■ Probleemstelling
Welke titel draagt volgens het fragment over Édouard Louis diens eerste roman, en in welk jaar verscheen die?

■ Geselecteerd fragment
◆ ◆ ◆ ◆

Het fenomeen ‘gele hesje’ (les ‘gilets jaunes’) ontstond in het Noorden van Frankrijk en komt – kort door de bocht – neer op een pushback van de kosmopolitische en geglobaliseerde elites. Wie in die regio weleens op het platteland en in de stadjes ronddwaalt (met de obligate kermis, de stacaravans en de pastispetjes), realiseert zich direct dat het hier niet de wat modieuze Engelse countryside van ‘dwellers’ en ‘strollers’ als Robert MacFarlane (‘The Wild Places’, 2007) of Laurie Lee betreft, of de introspectieve natuurbeschouwingen van de Schotse dichter John Muir, die schreef: “Ik ging alleen even een ommetje maken, maar besloot tot zonsondergang buiten te blijven, want naar buiten gaan, zo ontdekte ik, was in feite naar binnen gaan”. Daar had de latere Édouard Louis geen tijd voor, vrees ik. Die beschouwingen komen later, en daarover wil ik het hier even hebben.

De jonge Eddy Bellegueule (schrijversnaam Édouard Louis dus) krijgt tijdens de jaren negentig van de vorige en het eerste decennium van de 21ste eeuw zijn ruige opvoeding in Noord-Frankrijk aan de Somme, waar alcoholisme, racisme, homofobie, geweld, machogedrag en miserabilisme elkaar in evenwicht houden. Het is geen romantische ‘éducation sentimentale’ à la Flaubert, ook al worden bij Édouard Louis, zoals in de roman van Flaubert, eveneens heel wat illusies ontmaskerd. Zijn eerste roman ‘En finir avec Eddy Bellegueule’ (2014) tekent een wereld ‘waarover men in de media niet spreekt’ en begint met zijn homoseksualiteit in een omgeving waarin hij als ‘pédé’ bespuwd wordt. Het is opgetekend in een gewelddadige taal, het broeierige jargon van de ‘déshérités’ en de ‘dépossédés’, de havelozen.

◆ ◆ ◆ ◆

[Aanwijs- en labelgegevens]
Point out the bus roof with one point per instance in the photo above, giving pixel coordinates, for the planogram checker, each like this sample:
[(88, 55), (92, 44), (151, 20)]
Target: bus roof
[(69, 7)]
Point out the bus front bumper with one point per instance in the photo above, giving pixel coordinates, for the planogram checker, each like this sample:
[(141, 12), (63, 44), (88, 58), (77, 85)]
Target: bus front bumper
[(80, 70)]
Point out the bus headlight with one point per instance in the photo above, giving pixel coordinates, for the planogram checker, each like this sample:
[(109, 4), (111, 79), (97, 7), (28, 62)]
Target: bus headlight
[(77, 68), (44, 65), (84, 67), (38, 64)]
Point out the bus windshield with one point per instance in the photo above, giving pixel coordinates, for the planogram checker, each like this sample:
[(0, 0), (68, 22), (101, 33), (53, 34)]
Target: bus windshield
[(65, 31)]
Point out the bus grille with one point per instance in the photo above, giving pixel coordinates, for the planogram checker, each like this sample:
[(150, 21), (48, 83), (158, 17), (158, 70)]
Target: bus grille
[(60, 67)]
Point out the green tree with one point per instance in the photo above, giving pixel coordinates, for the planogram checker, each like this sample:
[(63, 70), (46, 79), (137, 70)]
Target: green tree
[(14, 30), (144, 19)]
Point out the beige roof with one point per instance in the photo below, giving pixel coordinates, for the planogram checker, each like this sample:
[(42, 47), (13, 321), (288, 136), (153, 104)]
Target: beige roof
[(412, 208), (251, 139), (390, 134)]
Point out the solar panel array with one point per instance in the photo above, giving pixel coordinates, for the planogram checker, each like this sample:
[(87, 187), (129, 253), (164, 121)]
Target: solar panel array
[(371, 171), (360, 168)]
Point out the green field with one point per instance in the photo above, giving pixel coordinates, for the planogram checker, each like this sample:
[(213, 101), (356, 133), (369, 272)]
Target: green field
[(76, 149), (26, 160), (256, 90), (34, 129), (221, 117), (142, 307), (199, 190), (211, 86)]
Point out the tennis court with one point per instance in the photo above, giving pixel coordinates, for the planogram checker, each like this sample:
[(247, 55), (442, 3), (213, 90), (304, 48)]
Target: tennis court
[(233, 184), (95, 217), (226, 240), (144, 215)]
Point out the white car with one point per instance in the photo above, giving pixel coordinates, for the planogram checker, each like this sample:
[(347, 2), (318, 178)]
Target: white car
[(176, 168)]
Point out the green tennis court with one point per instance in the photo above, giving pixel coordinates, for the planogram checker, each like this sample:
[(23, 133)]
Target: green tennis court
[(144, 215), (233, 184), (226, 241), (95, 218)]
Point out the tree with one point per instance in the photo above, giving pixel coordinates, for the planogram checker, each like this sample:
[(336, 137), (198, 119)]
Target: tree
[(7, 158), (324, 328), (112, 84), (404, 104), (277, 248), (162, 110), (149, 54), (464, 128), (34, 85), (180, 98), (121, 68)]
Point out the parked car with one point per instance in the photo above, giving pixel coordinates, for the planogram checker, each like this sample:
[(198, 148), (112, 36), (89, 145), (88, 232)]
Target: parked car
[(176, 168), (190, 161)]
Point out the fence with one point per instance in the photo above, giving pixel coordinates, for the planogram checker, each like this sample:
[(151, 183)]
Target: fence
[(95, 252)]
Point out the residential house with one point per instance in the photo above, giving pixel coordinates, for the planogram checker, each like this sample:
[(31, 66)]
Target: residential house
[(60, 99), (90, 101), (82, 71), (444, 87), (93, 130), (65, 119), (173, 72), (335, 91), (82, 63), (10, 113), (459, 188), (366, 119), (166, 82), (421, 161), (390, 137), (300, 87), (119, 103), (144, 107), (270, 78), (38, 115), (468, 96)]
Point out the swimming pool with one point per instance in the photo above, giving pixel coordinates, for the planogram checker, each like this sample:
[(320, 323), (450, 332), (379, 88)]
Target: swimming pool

◆ ◆ ◆ ◆

■ Uitwerking opgave
'En finir avec Eddy Bellegueule', verschenen in 2014.